課題のデータ »
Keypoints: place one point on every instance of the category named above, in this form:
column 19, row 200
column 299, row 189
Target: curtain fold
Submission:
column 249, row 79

課題の目的 »
データ中の「Target」をすべて「Category」に置き換えてください。ほかの部分はそのままにして、データ全体を書き直してください。

解答 »
Keypoints: place one point on every instance of the category named above, in this form:
column 19, row 200
column 299, row 189
Category: curtain fold
Submission:
column 249, row 79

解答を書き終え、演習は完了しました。